Print every line of the data exactly as shown.

Stored data entries:
========

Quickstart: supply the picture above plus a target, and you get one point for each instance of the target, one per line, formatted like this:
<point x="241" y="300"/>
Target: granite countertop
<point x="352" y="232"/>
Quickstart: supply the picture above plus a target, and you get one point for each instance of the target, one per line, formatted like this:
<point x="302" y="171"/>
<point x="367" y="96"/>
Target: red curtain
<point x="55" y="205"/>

========

## Exercise output
Quickstart: supply the picture above plus a target, and you get one point for each instance of the target, one per line, formatted like this:
<point x="241" y="300"/>
Target: granite countertop
<point x="352" y="232"/>
Quickstart: supply the picture above plus a target, and you get one point for each instance of the target, one per line, formatted like this:
<point x="302" y="171"/>
<point x="367" y="96"/>
Target: red curtain
<point x="55" y="205"/>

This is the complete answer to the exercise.